■ **EXERCISE GOAL**:
Type out the records that follow, exactly as given.
#####
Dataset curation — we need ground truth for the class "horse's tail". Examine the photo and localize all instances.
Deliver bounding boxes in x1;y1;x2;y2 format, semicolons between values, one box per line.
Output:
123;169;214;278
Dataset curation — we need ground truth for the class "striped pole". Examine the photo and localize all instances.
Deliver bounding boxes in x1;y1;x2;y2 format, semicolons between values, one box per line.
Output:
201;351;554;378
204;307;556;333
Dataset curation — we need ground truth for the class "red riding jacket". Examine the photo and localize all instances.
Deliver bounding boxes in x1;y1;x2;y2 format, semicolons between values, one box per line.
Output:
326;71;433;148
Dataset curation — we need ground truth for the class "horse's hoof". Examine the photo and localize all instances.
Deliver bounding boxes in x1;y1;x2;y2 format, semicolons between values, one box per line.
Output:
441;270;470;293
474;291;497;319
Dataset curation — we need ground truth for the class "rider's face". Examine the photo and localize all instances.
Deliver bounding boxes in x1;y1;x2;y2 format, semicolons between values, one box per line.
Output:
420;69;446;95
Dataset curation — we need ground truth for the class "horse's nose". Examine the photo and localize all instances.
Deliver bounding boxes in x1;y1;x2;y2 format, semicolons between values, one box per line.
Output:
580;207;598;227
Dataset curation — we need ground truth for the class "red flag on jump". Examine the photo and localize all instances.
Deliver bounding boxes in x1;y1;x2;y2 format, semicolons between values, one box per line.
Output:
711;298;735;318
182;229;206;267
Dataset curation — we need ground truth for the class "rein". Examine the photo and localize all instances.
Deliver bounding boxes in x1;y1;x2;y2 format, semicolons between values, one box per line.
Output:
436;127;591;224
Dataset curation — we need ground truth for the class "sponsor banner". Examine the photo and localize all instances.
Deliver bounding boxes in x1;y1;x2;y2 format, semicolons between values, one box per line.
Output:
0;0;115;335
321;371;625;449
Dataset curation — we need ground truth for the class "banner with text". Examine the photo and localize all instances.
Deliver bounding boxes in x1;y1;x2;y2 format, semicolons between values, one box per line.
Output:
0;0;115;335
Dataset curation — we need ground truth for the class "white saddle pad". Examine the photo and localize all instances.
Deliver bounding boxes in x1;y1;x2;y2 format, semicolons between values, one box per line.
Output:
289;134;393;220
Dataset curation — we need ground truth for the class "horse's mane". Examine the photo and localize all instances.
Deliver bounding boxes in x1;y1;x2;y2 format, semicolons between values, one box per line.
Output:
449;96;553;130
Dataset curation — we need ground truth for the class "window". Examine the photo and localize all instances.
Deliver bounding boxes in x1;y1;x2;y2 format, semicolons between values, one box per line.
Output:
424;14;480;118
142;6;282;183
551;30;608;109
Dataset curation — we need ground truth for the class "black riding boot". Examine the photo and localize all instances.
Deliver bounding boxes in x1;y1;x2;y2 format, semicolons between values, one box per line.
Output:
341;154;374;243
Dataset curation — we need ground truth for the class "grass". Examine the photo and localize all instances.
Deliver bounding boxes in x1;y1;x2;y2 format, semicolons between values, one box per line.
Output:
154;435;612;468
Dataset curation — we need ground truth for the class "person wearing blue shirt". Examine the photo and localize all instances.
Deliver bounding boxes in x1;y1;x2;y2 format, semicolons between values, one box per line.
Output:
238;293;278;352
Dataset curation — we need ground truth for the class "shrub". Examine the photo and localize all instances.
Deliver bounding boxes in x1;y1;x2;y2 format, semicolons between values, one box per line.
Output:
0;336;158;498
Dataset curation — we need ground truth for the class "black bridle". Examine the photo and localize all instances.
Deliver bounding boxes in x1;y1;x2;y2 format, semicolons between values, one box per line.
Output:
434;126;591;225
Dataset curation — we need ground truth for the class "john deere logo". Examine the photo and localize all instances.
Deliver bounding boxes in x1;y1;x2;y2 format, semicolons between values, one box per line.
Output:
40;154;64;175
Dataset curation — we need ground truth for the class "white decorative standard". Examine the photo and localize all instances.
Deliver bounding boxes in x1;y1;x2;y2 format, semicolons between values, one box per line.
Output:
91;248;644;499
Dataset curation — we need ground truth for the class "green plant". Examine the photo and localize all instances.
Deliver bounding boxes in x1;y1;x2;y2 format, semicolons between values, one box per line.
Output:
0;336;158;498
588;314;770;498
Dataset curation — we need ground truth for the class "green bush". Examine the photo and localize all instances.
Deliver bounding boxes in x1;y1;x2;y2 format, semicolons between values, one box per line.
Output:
#####
■ **WRITTEN SOLUTION**:
Dataset curation — we need ground truth for the class "horse's tail". Examine the photo and localize all instances.
Deliver bounding boxes in x1;y1;x2;y2 format, semicolons between values, one box per line.
Output:
123;169;214;278
Dataset curation — we need ground truth for the class "striped pole". Examine the photo and localize all instances.
Deliver bounding boxes in x1;y1;x2;y2 format, semicolons between values, one box per line.
Output:
201;351;554;378
204;307;556;333
Dataset curation — we need ground truth for the class "red riding jacket". Examine the photo and localize all instances.
Deliver bounding boxes in x1;y1;x2;y2 format, semicolons between values, one box per line.
Output:
326;71;433;148
Dataset curation — we need ground truth for the class "horse's hoof". Examine the photo and localize all instances.
Deliver bounding boxes in x1;y1;x2;y2 format, semicolons between values, one box per line.
Output:
441;270;470;293
474;291;497;319
Dataset curation — we need ground truth for the class "rider's face". Examine the photo and localize all instances.
Deliver bounding boxes in x1;y1;x2;y2 format, semicolons between values, one box per line.
Output:
420;69;446;95
Dataset curation — we need ground truth for the class "horse's nose". Examine the photo and localize all instances.
Deliver bounding boxes in x1;y1;x2;y2 format, semicolons between values, one box per line.
Output:
580;207;598;227
Dataset curation — we need ground truth for the class "red flag on jump". Examine the photo and localize all instances.
Deliver bounding boxes in x1;y1;x2;y2 format, semicolons between values, one box per line.
Output:
711;298;735;318
182;229;206;267
Dataset curation — we need ground truth for the class "rein". Examine the photo and localize all instances.
Deliver bounding boxes in x1;y1;x2;y2 format, semicolons between values, one box per line.
Output:
436;127;591;224
Dataset curation — we need ground truth for the class "sponsor banner". Examine the photo and localize all instances.
Deliver bounding boxes in x1;y1;x2;y2 format, semicolons between values, one box per line.
Output:
0;0;115;335
321;371;625;449
Dataset curation — we need ground truth for the class "banner with text". Examine the photo and localize all instances.
Deliver bounding boxes in x1;y1;x2;y2 format, semicolons between values, one box per line.
Output:
0;0;115;335
Dataset curation — we need ground truth for the class "white saddle pad". Examine the photo and localize all instances.
Deliver bounding boxes in x1;y1;x2;y2 format, semicolons between values, one box per line.
Output:
289;134;393;220
Dataset curation — we need ground truth for the class "horse's mane". Examine the photo and localize all instances.
Deliver bounding boxes in x1;y1;x2;y2 format, semicolons between values, one box per line.
Output:
449;96;553;130
Dataset curation — we need ground truth for the class "window". Examine the photo and localize all instances.
Deliver bounding boxes in x1;y1;x2;y2 format, semicolons between values, one box per line.
Output:
424;14;480;118
142;6;282;183
551;30;608;109
Dataset curation — we need ground truth for the class "black riding boot". Examine the photo and localize all instances.
Deliver bounding boxes in x1;y1;x2;y2 format, semicolons between values, one box per line.
Output:
341;154;374;243
Dataset curation — we need ground truth for the class "grass". Examine the photo and localize all instances.
Deliver bounding boxes in x1;y1;x2;y2 format, semicolons between values, one box per line.
Output:
154;435;612;468
Dataset curation — we need ground truth for the class "person wearing blue shirt". Examine the photo and localize all instances.
Deliver bounding boxes in x1;y1;x2;y2 format, semicolons between values, one box per line.
Output:
238;293;278;352
Dataset curation — we need ground truth for the class "shrub". Examine the photo and localize all instances.
Deliver bounding boxes in x1;y1;x2;y2 format, semicolons between values, one box per line.
Output:
0;336;158;498
Dataset curation — we need ground truth for the class "black bridle". Examine the photo and localize all instances.
Deliver bounding boxes in x1;y1;x2;y2 format, semicolons between values, one box per line.
Output:
434;126;591;225
Dataset curation — we need ground truth for the class "john deere logo". Examine the photo and localize all instances.
Deliver bounding boxes in x1;y1;x2;y2 format, semicolons between values, one box per line.
Output:
40;154;64;175
Dataset curation — we need ground truth for the class "white decorative standard". Examine the photo and localize all instances.
Deliver bounding boxes in x1;y1;x2;y2 format, semicolons between values, one box per line.
Output:
91;248;644;499
Dataset curation — we need ground truth for the class "green plant". Examine the photo and localize all instances.
Deliver bounding boxes in x1;y1;x2;y2 format, semicolons between values, one box per line.
Output:
0;336;158;498
588;314;770;498
Dataset curation — we need ground truth for the class "green bush". Examine the photo and localize all instances.
Deliver bounding boxes in x1;y1;x2;y2 format, semicolons between values, one box per line.
Output:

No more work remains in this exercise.